> _Required work_: Sift the listing for lines that hold the string "handle" and pull them out.

============

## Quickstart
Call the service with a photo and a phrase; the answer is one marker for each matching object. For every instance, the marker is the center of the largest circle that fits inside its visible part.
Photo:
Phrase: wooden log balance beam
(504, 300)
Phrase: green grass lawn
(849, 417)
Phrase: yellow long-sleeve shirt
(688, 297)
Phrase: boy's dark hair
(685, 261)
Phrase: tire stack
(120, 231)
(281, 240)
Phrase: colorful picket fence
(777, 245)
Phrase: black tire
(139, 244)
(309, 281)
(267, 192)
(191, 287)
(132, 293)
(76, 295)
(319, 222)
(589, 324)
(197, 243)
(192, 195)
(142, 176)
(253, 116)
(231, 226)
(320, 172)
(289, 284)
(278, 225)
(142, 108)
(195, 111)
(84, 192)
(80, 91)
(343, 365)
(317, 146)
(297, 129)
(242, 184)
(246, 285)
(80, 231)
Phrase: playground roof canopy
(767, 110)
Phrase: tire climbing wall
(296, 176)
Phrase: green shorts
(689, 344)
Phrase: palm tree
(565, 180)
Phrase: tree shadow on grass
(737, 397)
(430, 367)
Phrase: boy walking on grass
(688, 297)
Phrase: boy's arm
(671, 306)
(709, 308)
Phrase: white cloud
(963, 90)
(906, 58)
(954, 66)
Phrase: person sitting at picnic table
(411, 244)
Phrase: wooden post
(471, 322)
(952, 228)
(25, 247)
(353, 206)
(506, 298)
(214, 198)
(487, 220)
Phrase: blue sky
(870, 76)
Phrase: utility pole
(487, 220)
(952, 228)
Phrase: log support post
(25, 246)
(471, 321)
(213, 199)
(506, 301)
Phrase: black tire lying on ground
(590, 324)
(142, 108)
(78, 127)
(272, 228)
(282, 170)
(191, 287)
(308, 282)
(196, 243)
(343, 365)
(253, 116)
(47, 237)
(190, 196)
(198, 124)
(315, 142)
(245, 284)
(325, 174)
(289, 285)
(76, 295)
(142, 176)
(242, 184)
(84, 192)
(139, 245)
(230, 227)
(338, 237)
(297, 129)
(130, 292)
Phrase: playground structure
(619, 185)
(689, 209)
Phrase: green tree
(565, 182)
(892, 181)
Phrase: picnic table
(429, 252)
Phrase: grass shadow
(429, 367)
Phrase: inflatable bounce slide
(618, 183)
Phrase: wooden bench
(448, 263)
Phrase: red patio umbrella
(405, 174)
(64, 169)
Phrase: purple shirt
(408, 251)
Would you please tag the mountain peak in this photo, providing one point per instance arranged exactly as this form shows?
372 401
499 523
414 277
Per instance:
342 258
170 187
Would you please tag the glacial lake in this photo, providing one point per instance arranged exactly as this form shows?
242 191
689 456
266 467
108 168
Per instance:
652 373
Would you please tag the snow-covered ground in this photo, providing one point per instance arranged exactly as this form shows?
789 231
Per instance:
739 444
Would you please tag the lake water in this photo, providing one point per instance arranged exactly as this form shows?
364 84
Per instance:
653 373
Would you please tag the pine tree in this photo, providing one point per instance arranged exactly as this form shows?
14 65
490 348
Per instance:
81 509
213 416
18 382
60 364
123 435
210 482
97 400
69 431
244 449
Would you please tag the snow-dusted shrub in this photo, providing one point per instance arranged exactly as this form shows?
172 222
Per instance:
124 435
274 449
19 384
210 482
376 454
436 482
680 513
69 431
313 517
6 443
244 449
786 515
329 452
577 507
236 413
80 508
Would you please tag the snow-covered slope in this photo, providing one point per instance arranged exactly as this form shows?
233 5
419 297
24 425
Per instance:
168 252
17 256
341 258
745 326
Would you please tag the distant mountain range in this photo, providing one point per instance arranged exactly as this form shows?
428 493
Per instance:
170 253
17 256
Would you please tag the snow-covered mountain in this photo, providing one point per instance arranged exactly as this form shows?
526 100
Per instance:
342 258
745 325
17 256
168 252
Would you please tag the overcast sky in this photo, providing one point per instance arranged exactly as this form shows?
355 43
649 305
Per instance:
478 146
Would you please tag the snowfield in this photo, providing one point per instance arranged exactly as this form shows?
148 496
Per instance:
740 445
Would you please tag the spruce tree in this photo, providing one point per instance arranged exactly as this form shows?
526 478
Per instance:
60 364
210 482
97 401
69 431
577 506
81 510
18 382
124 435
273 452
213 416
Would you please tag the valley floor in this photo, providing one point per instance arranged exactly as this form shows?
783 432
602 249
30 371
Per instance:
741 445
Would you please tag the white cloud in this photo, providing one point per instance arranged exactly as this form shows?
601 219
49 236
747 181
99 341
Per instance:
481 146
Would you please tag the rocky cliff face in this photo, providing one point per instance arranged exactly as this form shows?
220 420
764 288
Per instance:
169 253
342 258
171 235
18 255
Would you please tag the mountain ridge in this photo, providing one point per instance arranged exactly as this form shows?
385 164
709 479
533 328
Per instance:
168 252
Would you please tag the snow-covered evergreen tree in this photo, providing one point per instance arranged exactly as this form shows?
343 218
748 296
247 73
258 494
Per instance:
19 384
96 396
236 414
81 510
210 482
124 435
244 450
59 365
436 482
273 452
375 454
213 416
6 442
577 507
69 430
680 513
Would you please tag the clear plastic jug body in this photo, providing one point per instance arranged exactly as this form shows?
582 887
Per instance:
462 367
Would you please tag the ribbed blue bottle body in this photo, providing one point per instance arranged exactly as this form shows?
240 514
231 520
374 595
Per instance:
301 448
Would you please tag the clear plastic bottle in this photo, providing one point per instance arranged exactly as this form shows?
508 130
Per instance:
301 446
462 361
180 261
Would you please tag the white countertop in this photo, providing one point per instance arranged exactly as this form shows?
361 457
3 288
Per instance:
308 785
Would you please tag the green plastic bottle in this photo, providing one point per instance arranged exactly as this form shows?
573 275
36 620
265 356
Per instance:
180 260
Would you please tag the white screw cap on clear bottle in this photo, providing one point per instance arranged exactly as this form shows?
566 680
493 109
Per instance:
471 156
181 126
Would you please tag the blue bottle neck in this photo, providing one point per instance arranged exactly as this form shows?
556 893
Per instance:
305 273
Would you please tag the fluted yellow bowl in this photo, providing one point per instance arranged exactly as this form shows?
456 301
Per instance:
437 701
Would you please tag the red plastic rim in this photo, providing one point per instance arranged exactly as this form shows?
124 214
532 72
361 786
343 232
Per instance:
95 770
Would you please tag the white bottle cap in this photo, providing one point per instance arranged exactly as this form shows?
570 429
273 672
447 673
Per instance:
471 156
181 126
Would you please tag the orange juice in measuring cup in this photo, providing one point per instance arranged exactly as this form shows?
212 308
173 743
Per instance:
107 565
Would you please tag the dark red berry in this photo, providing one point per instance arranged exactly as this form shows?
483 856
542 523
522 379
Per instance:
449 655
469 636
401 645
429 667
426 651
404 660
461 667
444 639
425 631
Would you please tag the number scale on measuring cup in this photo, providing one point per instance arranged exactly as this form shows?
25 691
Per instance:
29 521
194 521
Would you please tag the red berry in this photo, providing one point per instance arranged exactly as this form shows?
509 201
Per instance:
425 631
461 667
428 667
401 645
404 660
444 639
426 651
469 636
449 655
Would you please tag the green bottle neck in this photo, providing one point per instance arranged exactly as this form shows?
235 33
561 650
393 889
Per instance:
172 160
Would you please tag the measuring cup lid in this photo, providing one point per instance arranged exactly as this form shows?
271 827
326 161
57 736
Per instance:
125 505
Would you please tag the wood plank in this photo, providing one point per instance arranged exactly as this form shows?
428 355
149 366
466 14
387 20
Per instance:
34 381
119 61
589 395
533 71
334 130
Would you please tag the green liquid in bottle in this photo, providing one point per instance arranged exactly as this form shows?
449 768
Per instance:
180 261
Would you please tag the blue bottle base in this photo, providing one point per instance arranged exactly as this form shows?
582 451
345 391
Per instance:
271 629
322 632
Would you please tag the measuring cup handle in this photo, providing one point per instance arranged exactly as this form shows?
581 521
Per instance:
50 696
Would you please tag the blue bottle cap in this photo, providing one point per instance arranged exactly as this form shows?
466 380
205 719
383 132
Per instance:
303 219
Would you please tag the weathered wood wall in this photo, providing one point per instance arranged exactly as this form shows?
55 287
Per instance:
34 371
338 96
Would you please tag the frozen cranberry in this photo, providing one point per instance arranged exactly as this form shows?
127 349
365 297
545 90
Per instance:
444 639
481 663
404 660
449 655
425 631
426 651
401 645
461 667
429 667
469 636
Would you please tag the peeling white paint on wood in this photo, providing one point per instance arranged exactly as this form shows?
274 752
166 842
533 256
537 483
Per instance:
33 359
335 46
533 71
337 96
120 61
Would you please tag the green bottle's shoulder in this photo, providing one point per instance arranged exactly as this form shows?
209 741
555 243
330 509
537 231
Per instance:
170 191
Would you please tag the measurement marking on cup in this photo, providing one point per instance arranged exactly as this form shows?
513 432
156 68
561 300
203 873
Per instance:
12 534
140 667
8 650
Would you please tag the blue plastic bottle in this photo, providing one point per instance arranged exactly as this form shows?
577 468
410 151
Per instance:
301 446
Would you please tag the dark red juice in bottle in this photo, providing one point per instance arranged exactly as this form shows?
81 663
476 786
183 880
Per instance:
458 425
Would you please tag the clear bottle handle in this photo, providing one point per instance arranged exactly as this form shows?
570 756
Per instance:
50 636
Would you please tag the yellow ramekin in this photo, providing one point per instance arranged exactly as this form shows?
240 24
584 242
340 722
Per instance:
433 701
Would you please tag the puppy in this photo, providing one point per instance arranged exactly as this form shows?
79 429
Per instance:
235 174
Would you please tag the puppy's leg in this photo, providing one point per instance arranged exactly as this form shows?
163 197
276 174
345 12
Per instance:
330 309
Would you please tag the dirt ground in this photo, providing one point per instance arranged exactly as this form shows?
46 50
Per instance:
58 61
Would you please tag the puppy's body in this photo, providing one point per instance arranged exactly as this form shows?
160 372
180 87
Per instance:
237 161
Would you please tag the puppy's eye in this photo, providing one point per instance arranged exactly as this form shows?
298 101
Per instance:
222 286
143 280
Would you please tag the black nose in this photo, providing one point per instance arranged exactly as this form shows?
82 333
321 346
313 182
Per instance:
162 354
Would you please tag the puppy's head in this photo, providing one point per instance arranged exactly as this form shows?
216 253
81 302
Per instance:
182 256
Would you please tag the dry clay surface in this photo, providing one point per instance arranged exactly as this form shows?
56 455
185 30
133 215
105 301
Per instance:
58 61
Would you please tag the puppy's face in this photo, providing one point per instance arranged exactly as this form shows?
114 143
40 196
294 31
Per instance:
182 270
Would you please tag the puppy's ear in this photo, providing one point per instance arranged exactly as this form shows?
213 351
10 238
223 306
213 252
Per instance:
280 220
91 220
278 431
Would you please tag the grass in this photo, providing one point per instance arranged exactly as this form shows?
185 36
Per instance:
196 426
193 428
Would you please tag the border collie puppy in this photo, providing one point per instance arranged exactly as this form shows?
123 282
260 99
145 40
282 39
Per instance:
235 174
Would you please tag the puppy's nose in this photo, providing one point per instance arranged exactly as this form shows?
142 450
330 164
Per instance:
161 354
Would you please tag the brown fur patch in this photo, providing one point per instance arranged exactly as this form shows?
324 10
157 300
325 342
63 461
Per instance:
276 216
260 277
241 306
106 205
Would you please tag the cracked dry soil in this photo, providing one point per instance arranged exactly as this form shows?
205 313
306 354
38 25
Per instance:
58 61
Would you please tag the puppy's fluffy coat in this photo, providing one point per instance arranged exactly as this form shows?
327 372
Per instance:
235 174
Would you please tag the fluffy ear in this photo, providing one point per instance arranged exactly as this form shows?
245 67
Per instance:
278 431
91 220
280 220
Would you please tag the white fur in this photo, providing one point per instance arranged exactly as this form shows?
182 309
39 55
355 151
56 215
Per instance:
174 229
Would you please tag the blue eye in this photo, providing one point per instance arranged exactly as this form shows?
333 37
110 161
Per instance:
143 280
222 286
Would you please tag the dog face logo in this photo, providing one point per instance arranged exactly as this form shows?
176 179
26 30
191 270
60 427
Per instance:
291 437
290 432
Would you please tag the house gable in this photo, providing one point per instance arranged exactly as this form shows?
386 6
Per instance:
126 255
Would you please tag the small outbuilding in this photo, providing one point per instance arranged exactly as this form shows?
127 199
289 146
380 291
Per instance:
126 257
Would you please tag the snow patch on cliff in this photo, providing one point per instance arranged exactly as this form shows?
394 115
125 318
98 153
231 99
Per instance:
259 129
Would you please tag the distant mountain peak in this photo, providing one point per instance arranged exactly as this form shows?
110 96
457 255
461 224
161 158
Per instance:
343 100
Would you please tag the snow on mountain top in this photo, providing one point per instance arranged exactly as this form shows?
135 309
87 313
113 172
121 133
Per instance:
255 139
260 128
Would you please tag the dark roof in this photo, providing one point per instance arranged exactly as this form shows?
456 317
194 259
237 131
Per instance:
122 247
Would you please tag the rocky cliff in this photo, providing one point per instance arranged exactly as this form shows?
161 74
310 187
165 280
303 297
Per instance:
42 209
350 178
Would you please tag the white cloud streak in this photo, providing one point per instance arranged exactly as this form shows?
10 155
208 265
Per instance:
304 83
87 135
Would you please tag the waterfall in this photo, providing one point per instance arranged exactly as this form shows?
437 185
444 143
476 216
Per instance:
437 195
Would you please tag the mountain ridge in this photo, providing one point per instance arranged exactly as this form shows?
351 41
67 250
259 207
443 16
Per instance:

============

> _Solution to this exercise_:
Would you please tag the measuring cup handle in this photo, providing one point per instance arranged exactly as this form shows?
Would you please tag the clear bottle handle in this photo, providing one point per instance arranged exactly as this form shows?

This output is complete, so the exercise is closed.